#### [Prompt]
Locate each line in the items below that contains the word "forearm" and copy those lines out in full.

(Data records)
________________________
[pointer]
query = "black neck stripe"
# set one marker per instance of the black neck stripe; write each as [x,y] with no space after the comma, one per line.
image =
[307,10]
________________________
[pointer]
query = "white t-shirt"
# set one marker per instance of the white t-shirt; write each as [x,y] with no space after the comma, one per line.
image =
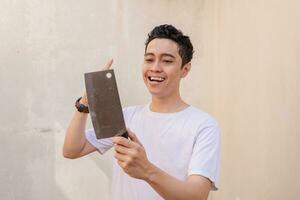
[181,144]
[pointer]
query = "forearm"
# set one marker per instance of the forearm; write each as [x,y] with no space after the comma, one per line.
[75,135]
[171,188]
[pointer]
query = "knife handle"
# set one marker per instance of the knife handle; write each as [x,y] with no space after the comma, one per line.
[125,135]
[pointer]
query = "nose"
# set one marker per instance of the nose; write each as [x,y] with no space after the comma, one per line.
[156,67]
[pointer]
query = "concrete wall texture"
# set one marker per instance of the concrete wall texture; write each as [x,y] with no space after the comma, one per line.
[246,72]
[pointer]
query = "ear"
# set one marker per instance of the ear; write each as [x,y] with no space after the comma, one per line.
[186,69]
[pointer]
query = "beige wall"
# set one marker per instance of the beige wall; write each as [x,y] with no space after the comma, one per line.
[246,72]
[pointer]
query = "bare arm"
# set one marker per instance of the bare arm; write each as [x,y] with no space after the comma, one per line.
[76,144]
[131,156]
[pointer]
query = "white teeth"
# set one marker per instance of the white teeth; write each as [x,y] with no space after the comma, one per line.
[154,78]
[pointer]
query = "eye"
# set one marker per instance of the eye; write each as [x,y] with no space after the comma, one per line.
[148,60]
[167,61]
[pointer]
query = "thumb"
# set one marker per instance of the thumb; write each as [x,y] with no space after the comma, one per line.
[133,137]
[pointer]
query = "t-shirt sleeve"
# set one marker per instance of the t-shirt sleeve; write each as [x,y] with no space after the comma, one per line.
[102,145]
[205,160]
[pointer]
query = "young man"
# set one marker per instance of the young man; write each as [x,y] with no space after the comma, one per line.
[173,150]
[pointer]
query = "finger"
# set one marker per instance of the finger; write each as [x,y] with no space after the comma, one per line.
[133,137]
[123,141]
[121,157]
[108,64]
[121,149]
________________________
#### [Solved problem]
query = "forearm"
# set one marker per instance of the forearm; write each as [x,y] with no space after the comma, one per line.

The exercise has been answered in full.